# Extracted text:
--------

Timelines is an app for managing chronic medical conditions, designed by members of the multiple sclerosis community.
It accesses your HealthRecords from 500+ participating hospitals and 6500+ office locations, and visualizes them on a longitudinal timeline. It allows you to filtering by category and topics, edit entries, and add self-reported conditions, symptoms, medications, and more.
Timelines can be accessed on multiple devices, including phone, tablet, and desktop; and displays beautifully on high definition monitors with the addition of a video adapter.
Users may find a longitudinal timeline useful when tracking care plan progress, medication changes, preparing for second-opinion consultations, resolving mis-diagnoses, conducting pre-surgical planning, monitoring post-operative stepdown, monitoring remote patients, investigating medical malpractice, and many other uses.
It may be of particular interest to users with histories of childhood illnesses, multiple complex conditions, autoimmune disorders, undergoing cancer treatment, recovering addicts, or who are managing graceful aging. Anybody managing 20+ years or more of medical records may find this software useful.
RELEASE NOTES
1. Pricing
Yes, this is $200 software. It’s packed with features, and is one of the few Continuity of Care Documents (CCD-A) viewers/editors currently available.
2. Similar Apps
This software is a mashup of Adobe Acrobat, Ableton, and Final Cut Pro… if those products had been designed for healthcare. Symptomatic is similar toAdobe Acrobat because it fetches Continuity of Care Documents from your hospital, which is vaguely similar to a PDF or FAX. And it’s similar to Ableton and Final Cut Pro because it displays health data from those documents in a longitudinal timeline.

--------

# Extracted material:

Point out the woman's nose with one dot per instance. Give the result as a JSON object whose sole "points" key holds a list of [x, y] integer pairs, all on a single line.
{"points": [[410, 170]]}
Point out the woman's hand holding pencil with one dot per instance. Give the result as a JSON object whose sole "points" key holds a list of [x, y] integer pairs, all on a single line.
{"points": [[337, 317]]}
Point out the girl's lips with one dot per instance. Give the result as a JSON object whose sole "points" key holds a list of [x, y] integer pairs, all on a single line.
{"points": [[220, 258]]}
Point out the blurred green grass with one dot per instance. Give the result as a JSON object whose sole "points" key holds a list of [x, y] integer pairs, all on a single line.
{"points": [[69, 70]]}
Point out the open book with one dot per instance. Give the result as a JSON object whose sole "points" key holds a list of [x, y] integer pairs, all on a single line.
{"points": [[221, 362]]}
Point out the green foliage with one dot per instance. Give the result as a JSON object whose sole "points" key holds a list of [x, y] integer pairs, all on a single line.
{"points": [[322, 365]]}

--------

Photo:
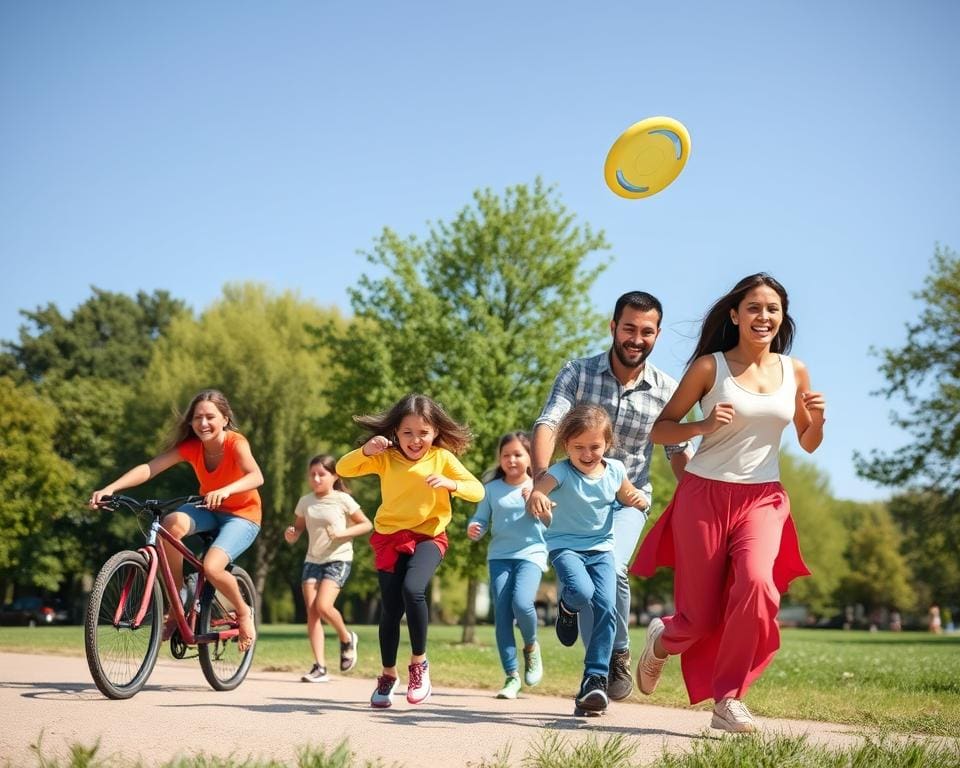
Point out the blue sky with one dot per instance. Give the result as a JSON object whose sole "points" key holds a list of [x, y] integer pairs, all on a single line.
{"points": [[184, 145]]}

--------

# What you will do:
(a) Return the part of the Timelines app description starting at "Users may find" and ending at "this software useful.".
(b) According to the Timelines app description, how many participating hospitals does the app access HealthRecords from?
The listing has no connection to the Timelines app description.

# Per-task answers:
(a)
Users may find a longitudinal timeline useful when tracking care plan progress, medication changes, preparing for second-opinion consultations, resolving mis-diagnoses, conducting pre-surgical planning, monitoring post-operative stepdown, monitoring remote patients, investigating medical malpractice, and many other uses.
It may be of particular interest to users with histories of childhood illnesses, multiple complex conditions, autoimmune disorders, undergoing cancer treatment, recovering addicts, or who are managing graceful aging. Anybody managing 20+ years or more of medical records may find this software useful.

(b) 500+ participating hospitals.